BEGIN Data records

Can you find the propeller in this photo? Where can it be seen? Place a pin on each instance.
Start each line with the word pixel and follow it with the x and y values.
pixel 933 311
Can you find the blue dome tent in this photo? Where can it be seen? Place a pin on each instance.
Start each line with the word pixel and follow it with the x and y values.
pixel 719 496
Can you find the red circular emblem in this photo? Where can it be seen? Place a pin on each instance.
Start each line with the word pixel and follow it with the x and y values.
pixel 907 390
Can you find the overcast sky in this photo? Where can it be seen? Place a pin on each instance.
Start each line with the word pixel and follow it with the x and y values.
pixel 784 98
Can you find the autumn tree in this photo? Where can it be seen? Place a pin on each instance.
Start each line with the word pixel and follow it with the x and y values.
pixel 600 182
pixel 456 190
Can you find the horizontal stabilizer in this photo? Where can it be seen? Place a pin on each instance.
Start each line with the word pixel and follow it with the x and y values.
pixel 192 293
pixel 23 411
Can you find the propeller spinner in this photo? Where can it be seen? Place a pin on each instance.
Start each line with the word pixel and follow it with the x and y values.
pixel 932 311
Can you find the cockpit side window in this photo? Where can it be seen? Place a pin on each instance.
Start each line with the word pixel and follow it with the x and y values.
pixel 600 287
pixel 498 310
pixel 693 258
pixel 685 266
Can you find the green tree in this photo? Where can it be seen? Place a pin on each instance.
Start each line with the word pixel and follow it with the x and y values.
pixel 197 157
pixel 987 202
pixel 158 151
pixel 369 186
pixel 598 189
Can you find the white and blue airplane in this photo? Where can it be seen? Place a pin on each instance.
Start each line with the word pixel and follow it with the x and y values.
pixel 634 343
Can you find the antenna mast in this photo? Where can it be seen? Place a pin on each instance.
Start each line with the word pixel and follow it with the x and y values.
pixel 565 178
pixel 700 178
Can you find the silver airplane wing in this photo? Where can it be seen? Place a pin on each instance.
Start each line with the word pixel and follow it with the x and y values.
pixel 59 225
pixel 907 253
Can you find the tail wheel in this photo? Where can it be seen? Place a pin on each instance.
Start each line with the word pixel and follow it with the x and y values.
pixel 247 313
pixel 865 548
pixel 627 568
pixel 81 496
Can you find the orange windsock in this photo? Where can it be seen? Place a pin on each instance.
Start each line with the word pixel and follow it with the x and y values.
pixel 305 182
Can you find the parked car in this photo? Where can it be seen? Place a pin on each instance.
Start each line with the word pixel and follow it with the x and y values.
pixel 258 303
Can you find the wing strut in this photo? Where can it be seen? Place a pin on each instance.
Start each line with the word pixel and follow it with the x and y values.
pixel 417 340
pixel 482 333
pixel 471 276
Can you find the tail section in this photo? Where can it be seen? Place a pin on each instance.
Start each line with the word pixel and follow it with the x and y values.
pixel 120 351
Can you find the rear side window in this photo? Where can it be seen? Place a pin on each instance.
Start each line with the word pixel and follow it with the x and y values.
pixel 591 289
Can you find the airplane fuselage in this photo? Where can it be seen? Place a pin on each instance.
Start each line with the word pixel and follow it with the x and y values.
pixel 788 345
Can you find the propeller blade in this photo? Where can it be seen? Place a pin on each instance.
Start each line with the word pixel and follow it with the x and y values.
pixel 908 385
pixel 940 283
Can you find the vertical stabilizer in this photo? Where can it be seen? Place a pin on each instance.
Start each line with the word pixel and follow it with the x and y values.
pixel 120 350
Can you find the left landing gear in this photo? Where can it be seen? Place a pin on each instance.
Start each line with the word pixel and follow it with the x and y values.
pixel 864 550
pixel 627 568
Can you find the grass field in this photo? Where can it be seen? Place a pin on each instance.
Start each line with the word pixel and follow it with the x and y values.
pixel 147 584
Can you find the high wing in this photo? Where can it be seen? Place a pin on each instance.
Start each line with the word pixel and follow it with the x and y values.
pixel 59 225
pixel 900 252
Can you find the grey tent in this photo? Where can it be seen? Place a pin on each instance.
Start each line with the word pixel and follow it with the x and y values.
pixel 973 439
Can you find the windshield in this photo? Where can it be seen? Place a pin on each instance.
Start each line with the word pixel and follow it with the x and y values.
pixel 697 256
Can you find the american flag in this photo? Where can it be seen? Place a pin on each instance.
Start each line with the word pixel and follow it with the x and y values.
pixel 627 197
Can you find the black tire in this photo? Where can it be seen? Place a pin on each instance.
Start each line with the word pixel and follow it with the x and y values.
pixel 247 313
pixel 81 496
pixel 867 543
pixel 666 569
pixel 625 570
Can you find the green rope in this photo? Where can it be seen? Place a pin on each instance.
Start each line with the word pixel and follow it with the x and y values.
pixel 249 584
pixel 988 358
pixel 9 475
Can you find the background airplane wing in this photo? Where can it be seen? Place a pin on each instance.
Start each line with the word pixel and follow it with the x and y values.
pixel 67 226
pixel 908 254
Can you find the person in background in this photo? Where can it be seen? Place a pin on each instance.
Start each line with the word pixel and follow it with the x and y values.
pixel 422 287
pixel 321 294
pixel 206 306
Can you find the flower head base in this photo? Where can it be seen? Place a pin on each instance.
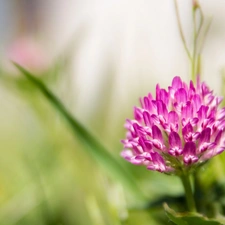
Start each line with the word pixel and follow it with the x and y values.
pixel 181 128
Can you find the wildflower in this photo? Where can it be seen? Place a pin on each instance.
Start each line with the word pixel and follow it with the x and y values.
pixel 180 129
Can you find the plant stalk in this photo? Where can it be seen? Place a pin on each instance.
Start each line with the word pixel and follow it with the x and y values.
pixel 188 192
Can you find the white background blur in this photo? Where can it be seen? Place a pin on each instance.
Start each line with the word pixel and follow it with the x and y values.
pixel 138 38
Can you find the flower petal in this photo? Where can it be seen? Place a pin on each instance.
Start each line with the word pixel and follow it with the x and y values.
pixel 189 153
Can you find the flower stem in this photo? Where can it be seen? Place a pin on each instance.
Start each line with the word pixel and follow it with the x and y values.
pixel 188 192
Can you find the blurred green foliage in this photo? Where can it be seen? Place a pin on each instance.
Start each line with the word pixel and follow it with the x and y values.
pixel 48 177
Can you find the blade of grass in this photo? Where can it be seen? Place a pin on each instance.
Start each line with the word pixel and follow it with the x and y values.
pixel 93 146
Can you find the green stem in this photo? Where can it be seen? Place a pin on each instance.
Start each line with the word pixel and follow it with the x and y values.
pixel 188 192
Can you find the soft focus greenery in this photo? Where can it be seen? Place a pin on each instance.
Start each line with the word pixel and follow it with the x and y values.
pixel 62 167
pixel 48 176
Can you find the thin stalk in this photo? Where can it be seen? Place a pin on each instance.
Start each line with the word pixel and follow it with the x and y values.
pixel 181 31
pixel 188 192
pixel 193 64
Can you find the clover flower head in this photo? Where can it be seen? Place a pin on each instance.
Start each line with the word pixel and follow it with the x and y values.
pixel 181 128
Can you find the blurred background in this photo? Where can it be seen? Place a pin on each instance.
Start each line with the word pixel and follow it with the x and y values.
pixel 98 57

END Data records

Retype each of the entries above exactly as it appears, with no pictures.

Can you find the propeller in this photo? Where can it be seen? Place a pin on each instance.
Start each line with the word pixel and follow it with the x and y values.
pixel 933 311
Can you find the blue dome tent in this photo? Where can it be seen? Place a pin on each instance.
Start each line with the word pixel and follow it with the x and y values.
pixel 719 496
Can you find the red circular emblem in this photo? Where can it be seen? Place a pin on each instance.
Start each line with the word pixel and follow it with the x and y values.
pixel 907 390
Can you find the overcast sky in this photo? Where can it be seen? Place a pin on each instance.
Start each line with the word pixel and follow it with the x and y values.
pixel 784 98
Can you find the autumn tree in this photo? Where can it be seen? Place a pin on each instance.
Start each line with the word pixel and follow it with the x and y values.
pixel 600 182
pixel 456 190
Can you find the horizontal stabilizer in this photo? Where can it be seen? Place a pin on each instance.
Start each line with the word pixel and follow it with the x and y values.
pixel 192 293
pixel 23 411
Can you find the propeller spinner in this photo? Where can it be seen? Place a pin on each instance.
Start each line with the word pixel and follow it with the x and y values.
pixel 932 311
Can you find the cockpit side window in this photo? Where can it be seen? Place a pin on each instance.
Start each line with the word pixel and follow it with the x and y values.
pixel 600 287
pixel 498 310
pixel 693 258
pixel 685 266
Can you find the green tree in this photo? Where can it be seen? Place a pin on each instance.
Start each line with the word pixel and follow it with the x and y values.
pixel 197 157
pixel 987 202
pixel 158 151
pixel 369 186
pixel 598 189
Can you find the white and blue airplane in this photo? Where can it be seen? Place a pin on each instance.
Start each line with the word pixel and follow it with the x and y values.
pixel 634 343
Can you find the antenna mast in this photo? Where can it be seen? Place a pin on each instance.
Start each line with the word pixel and follow it with the x and y values.
pixel 565 178
pixel 700 178
Can you find the silver airplane wing in this photo? Where can it be seen? Place a pin on each instance.
Start each line with the word pixel and follow it with the x and y values.
pixel 59 225
pixel 907 253
Can you find the tail wheel in this photo? Where can it be seen? Place a pin on each instance.
Start each line with the word pixel and follow it with the x and y values.
pixel 247 313
pixel 865 548
pixel 627 568
pixel 81 496
Can you find the orange windsock in this photo? Where can it be seen? Place a pin on each instance.
Start each line with the word pixel and follow it with the x and y values.
pixel 305 182
Can you find the parked car in this photo? Where can it be seen? Place a pin on each instance.
Start each line with the word pixel and follow it with the x and y values.
pixel 258 303
Can you find the wing strut in this photo? Where can it be seen? Place a pin on each instance.
Start each line with the word pixel and follow it with the x and y values.
pixel 417 340
pixel 482 333
pixel 471 276
Can you find the tail section in this photo? Where can it be seen? Place a pin on each instance.
Start each line with the word pixel and follow it with the x and y values.
pixel 120 351
Can you find the rear side window in this photo? Where can it be seen? Place a pin on each instance.
Start each line with the word pixel and follow it with the x and y values.
pixel 591 289
Can you find the airplane fuselage in this photo? Where can it be seen? Place a pin on each instance.
Start each line with the word pixel and follow it with the x and y values.
pixel 788 345
Can you find the propeller blade in this photo? Where can it be seen? Place a pin on each instance.
Start each line with the word pixel and follow it with the x and y values.
pixel 908 385
pixel 940 283
Can you find the vertical stabilizer in this photo? Where can it be seen? Place a pin on each instance.
Start each line with the word pixel and follow it with the x and y values.
pixel 120 350
Can you find the left landing gear in this photo? Where can it be seen? Place a pin on each instance.
Start each line with the word pixel and follow it with the x and y values.
pixel 864 550
pixel 627 568
Can you find the grass field in this photo? Where can it be seen? Place a pin on each instance.
Start each line with the word pixel and follow it with the x and y values.
pixel 147 584
Can you find the high wing in this photo? Where can it be seen? Place a pin on each instance.
Start each line with the word pixel and follow it with the x and y values.
pixel 59 225
pixel 900 252
Can you find the grey tent in this photo? Where can it be seen? Place a pin on each instance.
Start each line with the word pixel and follow it with the x and y values.
pixel 973 439
Can you find the windshield in this photo? Where can it be seen? Place a pin on each instance.
Start each line with the word pixel and follow it with the x and y values.
pixel 697 256
Can you find the american flag in this photo? Where can it be seen? Place a pin on each instance.
Start each line with the word pixel and follow it with the x and y values.
pixel 627 197
Can you find the black tire in this photo? Where can it be seen? Place a pin on each instance.
Start each line with the word pixel and follow it with the x and y values.
pixel 247 313
pixel 81 496
pixel 867 543
pixel 666 569
pixel 625 570
Can you find the green rope in this photo? Where can it be seen? Place a pin on each instance.
Start each line with the word pixel and follow it with the x and y values.
pixel 249 584
pixel 988 358
pixel 9 475
Can you find the background airplane wing in this photo? Where can it be seen? Place a pin on each instance.
Start each line with the word pixel and follow it with the x and y values.
pixel 67 226
pixel 908 254
Can you find the person in background in this photo? Where can it be seen? Place a pin on each instance.
Start each line with the word pixel and follow it with the x and y values.
pixel 422 287
pixel 321 294
pixel 206 306
Can you find the flower head base in this photo? Where can it be seen? Place a pin on each instance.
Start each line with the word pixel and follow it with the x and y values.
pixel 181 128
Can you find the wildflower in this photo? Where can it be seen? Place a pin on each instance.
Start each line with the word pixel and follow it with the x and y values.
pixel 180 129
Can you find the plant stalk in this photo? Where can it be seen? Place a pin on each instance.
Start each line with the word pixel and follow it with the x and y values.
pixel 188 192
Can you find the white background blur in this photo? Where can it be seen? Place a pin on each instance.
Start each line with the word pixel and follow it with the x and y values.
pixel 138 38
Can you find the flower petal in this photo? Where can it be seen? Place a pin on each instance.
Start each line with the word pixel and follow it with the x and y values.
pixel 189 153
Can you find the flower stem in this photo? Where can it be seen? Place a pin on each instance.
Start each line with the word pixel and follow it with the x and y values.
pixel 188 192
Can you find the blurred green foliage in this photo? Where can it be seen? Place a pin on each instance.
Start each line with the word pixel and follow it with the x and y values.
pixel 48 177
Can you find the blade of grass in this photo? Where can it be seen? Place a pin on each instance.
Start each line with the word pixel and follow it with the x and y values.
pixel 93 146
Can you find the green stem in this photo? Where can it be seen? Place a pin on each instance.
Start each line with the word pixel and follow it with the x and y values.
pixel 188 192
Can you find the soft focus greenery in this photo? Where can it be seen? Place a pin on each instance.
Start each line with the word pixel and follow it with the x and y values.
pixel 62 167
pixel 48 176
Can you find the thin stalk in this photo? Where can it be seen? Place a pin on each instance.
Start each line with the word pixel and follow it with the x and y values.
pixel 181 31
pixel 188 192
pixel 193 64
Can you find the clover flower head in this photo? Where can it be seen? Place a pin on each instance.
Start each line with the word pixel and follow it with the x and y values.
pixel 181 128
Can you find the blurred background in this photo? Where can it be seen? Place a pin on each instance.
Start each line with the word pixel and follow it with the x and y values.
pixel 98 57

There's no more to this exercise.